# [Trecho do texto]
# # #
Hahahaha…. eu não tive nem desejo nem decisão de registrar o show! Isso é o melhor de tudo. Fui com minha banda para Nova York, para estrear o show no palco do Lincoln Center. Seria até “pretensão” nossa se houvesse a proposta de registrar o show justo na estreia. Nunca havíamos tocado aquelas músicas em público, a banda tinha ensaiado pouco, estávamos cansados da viagem… Enfim, tudo isso para explicar que não havia, de jeito nenhum, a menor pretensão de gravar o show ao vivo na estreia em NY. O que aconteceu é que o engenheiro de som do Lincoln Center, Justin, sozinho, por livre espontânea atitude, resolveu, na passagem de som, que iria gravar o show. Mas ele não nos contou nada. Nem eu nem os músicos sabíamos de nada. Hoje eu acho o Justin simplesmente um gênio! Se ele tivesse contado pra gente, teria estragado tudo. Ou não teríamos concordado, dizendo a ele que era a estreia, que precisaria amadurecer mais pra ser gravado, ou se topássemos, teríamos ficado mais nervosos, tensos com a responsabilidade de tocar ao vivo e ao mesmo tempo gravar um disco! Ele foi sábio. Eu amo pessoas que tomam atitude, que tem coragem, que pegam nas próprias mãos o movimento da vida, que não deixam passar as oportunidades, que estão ligados no momento presente. Enfim, são pessoas assim que movem o mundo… Por essa atitude afirmativa dele perante a vida, nós ganhamos um primeiro disco ao vivo, gravado em Nova York, de presente!
Depois voltei ao Brasil, mostrei o áudio pra Olívia Hime, e ela encampou o projeto e lançou o disco pela gravadora Biscoito Fino. Lembro até hoje da escuta sensível de Olívia: “Ficou lindo esse arranjo, você relê Jobim em tango, coloca mais densidade neste clássico, mas canta com toda suavidade do mundo; esse contraste de atmosferas é muito rico”. De novo, eu só tenho a agradecer às conexões que a vida me proporciona. Gente sensível e inteligente como Olívia, gente corajosa e generosa como Justin, gênios como Zé Celso, Hilda Hilst… Todos eles são faróis acesos nesta caminhada.
# # #
# [Registros listados]
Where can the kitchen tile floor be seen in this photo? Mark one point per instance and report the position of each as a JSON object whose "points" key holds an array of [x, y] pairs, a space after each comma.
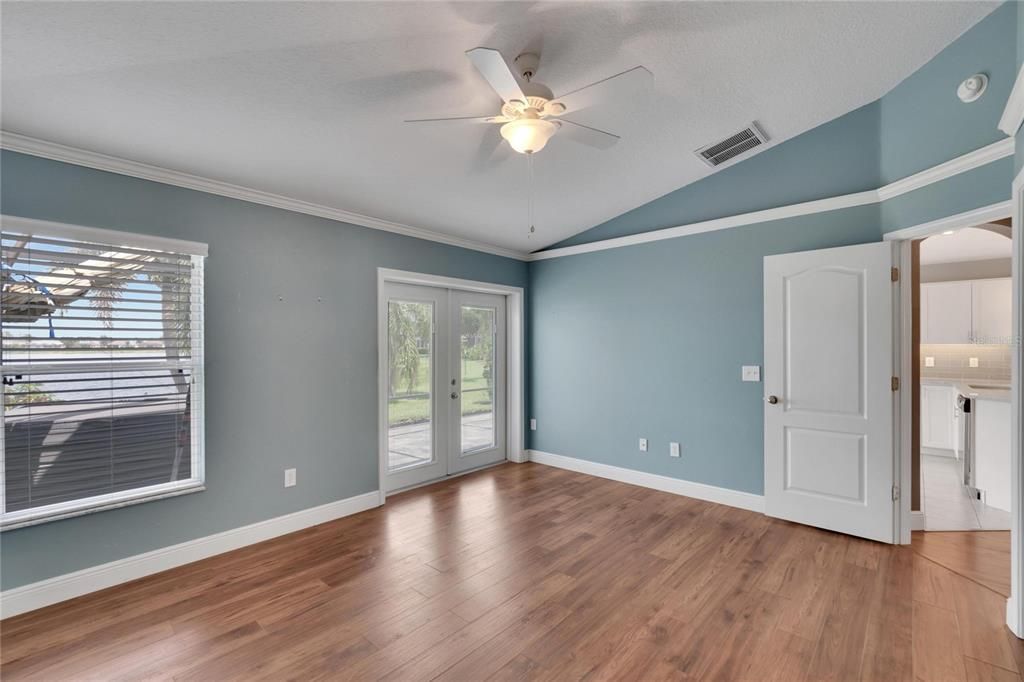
{"points": [[946, 505]]}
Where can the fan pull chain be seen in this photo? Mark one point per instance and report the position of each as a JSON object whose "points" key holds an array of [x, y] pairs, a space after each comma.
{"points": [[529, 202]]}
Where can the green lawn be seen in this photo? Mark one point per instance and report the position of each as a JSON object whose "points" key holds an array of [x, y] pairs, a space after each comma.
{"points": [[416, 408]]}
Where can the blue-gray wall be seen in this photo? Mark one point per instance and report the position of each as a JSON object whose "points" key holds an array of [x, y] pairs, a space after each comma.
{"points": [[288, 384], [648, 340], [924, 123], [919, 124]]}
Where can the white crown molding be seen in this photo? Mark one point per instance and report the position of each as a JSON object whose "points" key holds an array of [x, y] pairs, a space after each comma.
{"points": [[968, 162], [39, 147], [792, 211], [1013, 115], [60, 588], [722, 496], [970, 218]]}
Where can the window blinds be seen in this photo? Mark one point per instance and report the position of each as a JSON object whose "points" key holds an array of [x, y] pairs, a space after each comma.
{"points": [[101, 365]]}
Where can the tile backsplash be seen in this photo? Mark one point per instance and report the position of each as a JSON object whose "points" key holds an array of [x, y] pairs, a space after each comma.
{"points": [[953, 360]]}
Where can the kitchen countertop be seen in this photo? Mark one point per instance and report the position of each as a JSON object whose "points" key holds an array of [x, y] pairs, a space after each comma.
{"points": [[972, 387]]}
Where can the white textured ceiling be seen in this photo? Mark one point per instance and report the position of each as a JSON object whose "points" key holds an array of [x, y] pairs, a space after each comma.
{"points": [[965, 245], [307, 99]]}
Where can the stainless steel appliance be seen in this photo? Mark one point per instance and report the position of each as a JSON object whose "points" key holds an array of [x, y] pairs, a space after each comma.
{"points": [[966, 444]]}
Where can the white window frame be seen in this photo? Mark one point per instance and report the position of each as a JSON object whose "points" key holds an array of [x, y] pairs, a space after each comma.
{"points": [[197, 482]]}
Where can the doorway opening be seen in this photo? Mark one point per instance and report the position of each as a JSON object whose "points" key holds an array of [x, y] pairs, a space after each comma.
{"points": [[450, 377], [958, 352], [962, 281]]}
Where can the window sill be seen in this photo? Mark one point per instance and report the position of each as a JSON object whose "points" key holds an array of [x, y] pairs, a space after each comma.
{"points": [[64, 510]]}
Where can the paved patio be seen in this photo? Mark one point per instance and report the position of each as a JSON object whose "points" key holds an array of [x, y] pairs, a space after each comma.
{"points": [[410, 443]]}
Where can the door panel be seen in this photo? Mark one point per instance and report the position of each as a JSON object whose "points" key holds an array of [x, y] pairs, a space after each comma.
{"points": [[444, 364], [828, 415], [478, 360], [417, 420]]}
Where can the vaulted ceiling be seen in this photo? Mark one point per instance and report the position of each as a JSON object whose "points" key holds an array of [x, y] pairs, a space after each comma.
{"points": [[308, 99]]}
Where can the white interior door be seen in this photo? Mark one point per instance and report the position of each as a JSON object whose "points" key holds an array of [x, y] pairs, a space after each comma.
{"points": [[443, 360], [478, 423], [829, 403]]}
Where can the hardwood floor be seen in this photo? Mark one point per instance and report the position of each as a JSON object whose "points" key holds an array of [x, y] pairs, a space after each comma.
{"points": [[982, 555], [524, 571]]}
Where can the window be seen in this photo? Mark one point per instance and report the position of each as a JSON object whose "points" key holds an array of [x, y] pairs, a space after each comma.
{"points": [[101, 360]]}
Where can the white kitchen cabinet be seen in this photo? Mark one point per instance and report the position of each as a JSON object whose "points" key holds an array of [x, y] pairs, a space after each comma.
{"points": [[991, 305], [945, 312], [938, 418]]}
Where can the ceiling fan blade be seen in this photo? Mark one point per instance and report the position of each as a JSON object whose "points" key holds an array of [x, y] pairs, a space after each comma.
{"points": [[578, 132], [489, 153], [496, 71], [621, 86], [464, 119]]}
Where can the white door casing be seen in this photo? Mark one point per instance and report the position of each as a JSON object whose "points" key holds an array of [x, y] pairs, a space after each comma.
{"points": [[829, 402]]}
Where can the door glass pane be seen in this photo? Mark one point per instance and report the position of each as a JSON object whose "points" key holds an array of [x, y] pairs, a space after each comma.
{"points": [[476, 341], [410, 409]]}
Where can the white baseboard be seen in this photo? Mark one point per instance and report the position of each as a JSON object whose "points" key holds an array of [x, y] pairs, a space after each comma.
{"points": [[722, 496], [53, 590]]}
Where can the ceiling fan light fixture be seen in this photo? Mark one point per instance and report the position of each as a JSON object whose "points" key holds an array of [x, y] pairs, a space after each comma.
{"points": [[528, 135]]}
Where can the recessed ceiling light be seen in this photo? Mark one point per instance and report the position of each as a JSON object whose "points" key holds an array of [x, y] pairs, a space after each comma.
{"points": [[972, 88]]}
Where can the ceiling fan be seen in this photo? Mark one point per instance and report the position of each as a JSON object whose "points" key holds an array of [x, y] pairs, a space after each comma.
{"points": [[530, 114]]}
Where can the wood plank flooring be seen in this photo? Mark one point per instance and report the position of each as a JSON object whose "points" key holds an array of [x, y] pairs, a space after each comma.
{"points": [[525, 571], [982, 555]]}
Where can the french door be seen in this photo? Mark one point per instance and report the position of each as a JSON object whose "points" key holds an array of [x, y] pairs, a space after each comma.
{"points": [[444, 357]]}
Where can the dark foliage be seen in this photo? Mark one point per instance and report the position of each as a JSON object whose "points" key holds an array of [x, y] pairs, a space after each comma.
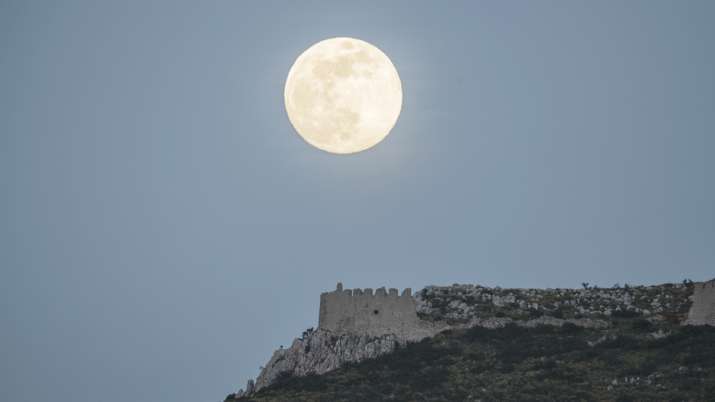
{"points": [[517, 363]]}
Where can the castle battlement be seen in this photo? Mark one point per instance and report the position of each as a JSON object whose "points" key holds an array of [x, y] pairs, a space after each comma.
{"points": [[702, 311], [704, 285], [362, 311], [379, 292]]}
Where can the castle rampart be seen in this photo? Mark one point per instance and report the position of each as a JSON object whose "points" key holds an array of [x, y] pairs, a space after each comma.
{"points": [[360, 311], [702, 312]]}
# # #
# [Objetivos]
1 > Traduza para o inglês esta frase do trecho sobre a gravação do show em Nova York: "O que aconteceu é que o engenheiro de som do Lincoln Center, Justin, sozinho, por livre espontânea atitude, resolveu, na passagem de som, que iria gravar o show."
2 > Prossiga com o trecho sobre a gravação do show em Nova York, começando logo após a última frase apresentada.
O material não tem relação com o trecho do texto.

# [Respostas por tarefa]
1 > What happened is that the Lincoln Center sound engineer, Justin, on his own and of his own free will, decided during the sound check that he would record the show.

2 >
A Beatriz cantora e compositora é muito diferente da Beatriz atriz ou da Beatriz poeta? Você sente que seus trabalhos se relacionam ou enxerga uma diferença de “personalidade” quando você troca de arte?
Eu sou sempre a mesma pessoa, mas sempre outra! “Ainda que se mova o trem, tu não te moves de ti”. No fundo, me sinto sempre como a poeta que mergulha em busca de experiências, de contato com o mundo, de troca afetuosa com o outro. Os trabalhos se comunicam muito, se potencializam exatamente nesta experimentação de linguagens. Cada vez mais me sinto musical quando escrevo, me sinto poética quando componho ou arranjo, me sinto num rito teatral quando canto… No fundo, todas as linguagens artísticas existem para nos mover, nos comover, nos fazer movimentar nossas percepções de mundo, nossos questionamentos pessoais mais profundos, para compartilhar a experiência de estar vivo neste momento. Eu sou uma pessoa sem fronteiras, nesse sentido. Não sou apegada. Sou conectada e fiel às pessoas, às relações, a arte, a criação, a mim mesma, ao caminho de desenvolvimento existencial e artístico, mas não me aprisiono aos formatos pré-estabelecidos. Sempre há espaço para recriação, para o fluxo da vida, para a abundância da natureza, que é muito mais potente do que tudo. Nesse sentido, não sou nada apegada aos rótulos, a ser “atriz”, “cantora”, “poeta”, “diretora teatral” etc…Nunca dei bola para isso. Vou vivendo e criando! E para viver e criar, experimento em todas as linguagens e me sinto sempre inteira. Escrevi uma música chamada “Sem Fronteiras” que tem este verso: “viajar sem passaporte, ser estrangeiro e não perder o norte”. É a minha cara.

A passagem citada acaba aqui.